**WHAT YOU NEED TO DO**.
Collect each line of the rows below that contains the string "wall".

===== INPUT =====

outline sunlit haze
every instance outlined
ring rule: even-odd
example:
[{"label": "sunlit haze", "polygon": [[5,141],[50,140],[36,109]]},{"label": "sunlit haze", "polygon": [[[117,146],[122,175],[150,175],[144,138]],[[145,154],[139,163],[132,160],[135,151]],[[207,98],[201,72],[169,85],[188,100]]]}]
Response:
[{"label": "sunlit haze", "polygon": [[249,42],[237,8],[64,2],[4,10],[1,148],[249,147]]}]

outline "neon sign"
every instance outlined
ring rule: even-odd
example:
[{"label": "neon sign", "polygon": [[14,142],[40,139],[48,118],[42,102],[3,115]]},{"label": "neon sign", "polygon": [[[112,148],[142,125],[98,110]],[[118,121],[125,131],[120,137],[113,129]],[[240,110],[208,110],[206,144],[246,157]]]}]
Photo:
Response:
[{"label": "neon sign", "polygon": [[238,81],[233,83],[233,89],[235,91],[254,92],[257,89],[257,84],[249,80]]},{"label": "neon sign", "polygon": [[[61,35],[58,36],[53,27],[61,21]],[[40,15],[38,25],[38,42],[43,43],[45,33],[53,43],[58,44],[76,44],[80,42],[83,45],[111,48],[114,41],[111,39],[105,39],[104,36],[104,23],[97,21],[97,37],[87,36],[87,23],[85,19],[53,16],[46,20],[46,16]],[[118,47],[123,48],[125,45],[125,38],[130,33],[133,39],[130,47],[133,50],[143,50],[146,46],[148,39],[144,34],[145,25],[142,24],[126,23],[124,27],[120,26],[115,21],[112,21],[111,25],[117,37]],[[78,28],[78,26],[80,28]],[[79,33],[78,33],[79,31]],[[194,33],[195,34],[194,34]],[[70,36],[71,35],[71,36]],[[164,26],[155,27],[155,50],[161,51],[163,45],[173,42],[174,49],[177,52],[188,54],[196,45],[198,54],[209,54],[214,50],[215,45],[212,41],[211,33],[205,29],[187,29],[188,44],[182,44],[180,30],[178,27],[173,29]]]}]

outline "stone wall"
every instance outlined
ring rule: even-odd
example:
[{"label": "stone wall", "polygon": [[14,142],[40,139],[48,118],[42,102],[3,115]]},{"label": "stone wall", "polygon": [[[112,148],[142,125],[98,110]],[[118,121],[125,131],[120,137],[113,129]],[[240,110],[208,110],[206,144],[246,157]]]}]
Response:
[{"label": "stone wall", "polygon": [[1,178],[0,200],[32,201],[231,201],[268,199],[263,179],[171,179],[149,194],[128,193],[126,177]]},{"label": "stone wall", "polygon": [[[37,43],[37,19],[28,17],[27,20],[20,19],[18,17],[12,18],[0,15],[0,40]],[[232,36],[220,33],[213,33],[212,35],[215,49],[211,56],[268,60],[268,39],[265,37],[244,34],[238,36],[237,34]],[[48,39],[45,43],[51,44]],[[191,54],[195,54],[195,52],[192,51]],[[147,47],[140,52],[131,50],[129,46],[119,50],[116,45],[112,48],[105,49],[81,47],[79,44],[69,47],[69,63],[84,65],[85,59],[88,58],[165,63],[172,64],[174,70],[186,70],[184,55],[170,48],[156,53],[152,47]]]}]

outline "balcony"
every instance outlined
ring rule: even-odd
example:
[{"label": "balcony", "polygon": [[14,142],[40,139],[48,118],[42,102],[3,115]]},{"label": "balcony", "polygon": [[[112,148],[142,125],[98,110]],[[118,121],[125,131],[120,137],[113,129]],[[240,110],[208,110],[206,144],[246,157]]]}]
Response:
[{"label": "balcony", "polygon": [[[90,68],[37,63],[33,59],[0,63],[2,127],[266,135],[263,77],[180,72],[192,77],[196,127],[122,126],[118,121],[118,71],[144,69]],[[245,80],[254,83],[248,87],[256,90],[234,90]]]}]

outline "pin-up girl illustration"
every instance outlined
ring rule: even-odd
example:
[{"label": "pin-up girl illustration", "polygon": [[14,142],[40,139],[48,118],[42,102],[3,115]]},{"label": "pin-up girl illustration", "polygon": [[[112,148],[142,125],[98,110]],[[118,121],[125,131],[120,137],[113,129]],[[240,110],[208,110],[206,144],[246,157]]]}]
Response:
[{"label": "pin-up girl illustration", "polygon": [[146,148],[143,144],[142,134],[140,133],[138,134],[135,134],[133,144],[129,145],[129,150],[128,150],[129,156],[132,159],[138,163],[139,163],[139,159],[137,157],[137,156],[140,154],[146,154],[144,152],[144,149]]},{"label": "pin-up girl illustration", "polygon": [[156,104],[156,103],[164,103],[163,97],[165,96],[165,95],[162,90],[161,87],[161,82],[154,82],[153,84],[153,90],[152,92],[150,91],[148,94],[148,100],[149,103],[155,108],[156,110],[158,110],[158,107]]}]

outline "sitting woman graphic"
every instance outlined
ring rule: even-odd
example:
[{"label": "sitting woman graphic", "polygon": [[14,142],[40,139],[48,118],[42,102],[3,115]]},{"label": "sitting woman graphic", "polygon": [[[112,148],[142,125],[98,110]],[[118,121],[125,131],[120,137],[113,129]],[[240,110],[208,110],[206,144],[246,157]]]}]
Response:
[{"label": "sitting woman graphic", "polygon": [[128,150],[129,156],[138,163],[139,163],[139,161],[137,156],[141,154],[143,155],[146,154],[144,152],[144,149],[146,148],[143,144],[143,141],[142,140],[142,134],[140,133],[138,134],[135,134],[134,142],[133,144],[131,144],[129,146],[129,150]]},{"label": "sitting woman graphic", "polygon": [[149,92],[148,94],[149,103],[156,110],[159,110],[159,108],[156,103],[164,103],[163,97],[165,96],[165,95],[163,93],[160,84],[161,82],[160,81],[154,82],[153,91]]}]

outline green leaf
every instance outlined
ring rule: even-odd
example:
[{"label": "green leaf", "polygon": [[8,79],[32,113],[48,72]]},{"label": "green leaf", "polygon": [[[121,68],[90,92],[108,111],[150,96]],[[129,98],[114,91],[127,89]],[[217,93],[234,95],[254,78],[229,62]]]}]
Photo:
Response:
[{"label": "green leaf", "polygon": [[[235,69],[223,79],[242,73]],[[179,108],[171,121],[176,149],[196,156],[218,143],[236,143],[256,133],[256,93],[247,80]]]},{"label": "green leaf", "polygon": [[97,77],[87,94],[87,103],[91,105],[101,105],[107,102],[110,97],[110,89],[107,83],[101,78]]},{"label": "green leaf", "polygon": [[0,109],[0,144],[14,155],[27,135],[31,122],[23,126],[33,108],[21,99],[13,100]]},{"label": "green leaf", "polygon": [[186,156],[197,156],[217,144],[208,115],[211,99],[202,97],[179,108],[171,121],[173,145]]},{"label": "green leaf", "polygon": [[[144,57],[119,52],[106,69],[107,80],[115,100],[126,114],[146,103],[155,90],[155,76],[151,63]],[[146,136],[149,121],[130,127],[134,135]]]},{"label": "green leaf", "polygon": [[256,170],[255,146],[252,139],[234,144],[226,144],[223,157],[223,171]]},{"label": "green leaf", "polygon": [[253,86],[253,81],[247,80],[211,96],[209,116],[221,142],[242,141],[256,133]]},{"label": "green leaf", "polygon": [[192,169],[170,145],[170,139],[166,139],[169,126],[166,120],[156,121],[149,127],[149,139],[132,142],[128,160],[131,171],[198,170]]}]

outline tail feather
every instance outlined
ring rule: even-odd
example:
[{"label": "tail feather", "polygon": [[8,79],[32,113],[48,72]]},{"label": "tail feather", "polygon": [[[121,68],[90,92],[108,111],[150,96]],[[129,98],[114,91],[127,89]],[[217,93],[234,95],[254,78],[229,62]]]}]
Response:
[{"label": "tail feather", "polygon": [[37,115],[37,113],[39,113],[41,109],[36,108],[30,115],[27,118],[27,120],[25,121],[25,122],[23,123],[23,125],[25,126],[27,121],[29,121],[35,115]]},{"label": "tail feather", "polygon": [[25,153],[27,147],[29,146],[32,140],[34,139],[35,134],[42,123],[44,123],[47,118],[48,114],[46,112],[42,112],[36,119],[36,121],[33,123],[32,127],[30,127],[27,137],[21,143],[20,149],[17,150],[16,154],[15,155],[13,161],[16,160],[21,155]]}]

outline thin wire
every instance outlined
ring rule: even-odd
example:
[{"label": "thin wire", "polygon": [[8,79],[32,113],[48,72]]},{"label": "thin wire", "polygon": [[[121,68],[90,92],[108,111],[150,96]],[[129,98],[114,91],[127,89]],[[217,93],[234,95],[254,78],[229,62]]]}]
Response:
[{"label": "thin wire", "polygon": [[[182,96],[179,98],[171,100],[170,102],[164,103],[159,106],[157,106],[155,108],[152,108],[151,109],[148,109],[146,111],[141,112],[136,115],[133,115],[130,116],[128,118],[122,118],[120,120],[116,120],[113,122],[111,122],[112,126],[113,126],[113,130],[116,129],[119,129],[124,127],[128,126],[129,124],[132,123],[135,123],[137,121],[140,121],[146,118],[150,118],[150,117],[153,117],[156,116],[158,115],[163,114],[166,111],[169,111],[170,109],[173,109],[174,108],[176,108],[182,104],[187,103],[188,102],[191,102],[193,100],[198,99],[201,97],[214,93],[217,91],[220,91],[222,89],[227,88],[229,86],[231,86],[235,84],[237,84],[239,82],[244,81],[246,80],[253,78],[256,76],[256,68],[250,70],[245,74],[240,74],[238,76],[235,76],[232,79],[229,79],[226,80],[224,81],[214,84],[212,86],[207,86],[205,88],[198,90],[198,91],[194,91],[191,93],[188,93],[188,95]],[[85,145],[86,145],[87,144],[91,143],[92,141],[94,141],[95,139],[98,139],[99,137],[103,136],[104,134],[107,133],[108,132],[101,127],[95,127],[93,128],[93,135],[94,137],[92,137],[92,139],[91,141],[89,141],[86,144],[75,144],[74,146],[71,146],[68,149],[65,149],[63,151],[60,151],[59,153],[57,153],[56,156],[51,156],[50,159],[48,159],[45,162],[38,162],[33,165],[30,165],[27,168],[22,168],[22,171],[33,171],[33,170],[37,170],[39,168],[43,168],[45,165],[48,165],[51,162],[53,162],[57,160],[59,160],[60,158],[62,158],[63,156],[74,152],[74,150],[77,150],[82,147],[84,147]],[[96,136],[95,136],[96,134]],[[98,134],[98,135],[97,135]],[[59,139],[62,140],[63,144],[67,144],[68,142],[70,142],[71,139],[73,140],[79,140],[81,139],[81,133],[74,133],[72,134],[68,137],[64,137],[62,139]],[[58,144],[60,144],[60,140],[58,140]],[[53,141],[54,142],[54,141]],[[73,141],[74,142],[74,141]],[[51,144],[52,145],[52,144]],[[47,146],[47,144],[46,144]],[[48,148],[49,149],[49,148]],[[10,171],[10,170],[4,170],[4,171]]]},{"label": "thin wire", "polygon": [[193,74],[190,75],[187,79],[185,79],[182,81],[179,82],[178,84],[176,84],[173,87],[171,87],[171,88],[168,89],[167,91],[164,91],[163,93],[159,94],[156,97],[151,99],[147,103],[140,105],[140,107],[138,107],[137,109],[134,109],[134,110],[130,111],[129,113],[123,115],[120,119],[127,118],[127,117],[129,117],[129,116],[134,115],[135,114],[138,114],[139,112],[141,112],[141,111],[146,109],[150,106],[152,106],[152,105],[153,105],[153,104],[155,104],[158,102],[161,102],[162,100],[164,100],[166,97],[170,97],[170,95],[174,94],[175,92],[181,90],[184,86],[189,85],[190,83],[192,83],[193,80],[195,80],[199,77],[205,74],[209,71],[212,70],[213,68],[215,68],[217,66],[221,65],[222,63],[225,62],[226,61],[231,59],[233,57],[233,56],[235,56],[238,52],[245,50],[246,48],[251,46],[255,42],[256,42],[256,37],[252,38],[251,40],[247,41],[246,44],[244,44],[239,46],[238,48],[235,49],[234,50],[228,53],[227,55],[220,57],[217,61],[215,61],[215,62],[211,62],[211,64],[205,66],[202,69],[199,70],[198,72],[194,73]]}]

=====

**ANSWER TO THIS EXERCISE**.
outline "stone wall"
[{"label": "stone wall", "polygon": [[14,142],[40,139],[48,118],[42,102],[3,115]]},{"label": "stone wall", "polygon": [[[112,148],[142,125],[98,110]],[[118,121],[125,131],[120,137],[113,129]],[[240,110],[208,110],[206,144],[246,157]]]}]
[{"label": "stone wall", "polygon": [[1,178],[0,200],[32,201],[231,201],[268,199],[263,179],[171,179],[149,194],[128,193],[126,177]]},{"label": "stone wall", "polygon": [[[37,43],[37,19],[28,17],[27,20],[20,19],[18,17],[12,18],[0,15],[0,40]],[[232,36],[220,33],[213,33],[212,35],[215,49],[211,56],[268,60],[268,39],[265,37],[244,34],[238,36],[237,34]],[[48,39],[45,43],[51,44]],[[191,54],[195,54],[195,52],[192,51]],[[147,47],[140,52],[131,50],[129,46],[119,50],[116,45],[112,48],[105,49],[81,47],[79,44],[69,47],[69,63],[84,65],[85,59],[88,58],[165,63],[172,64],[174,70],[186,70],[184,55],[170,48],[156,53],[152,47]]]}]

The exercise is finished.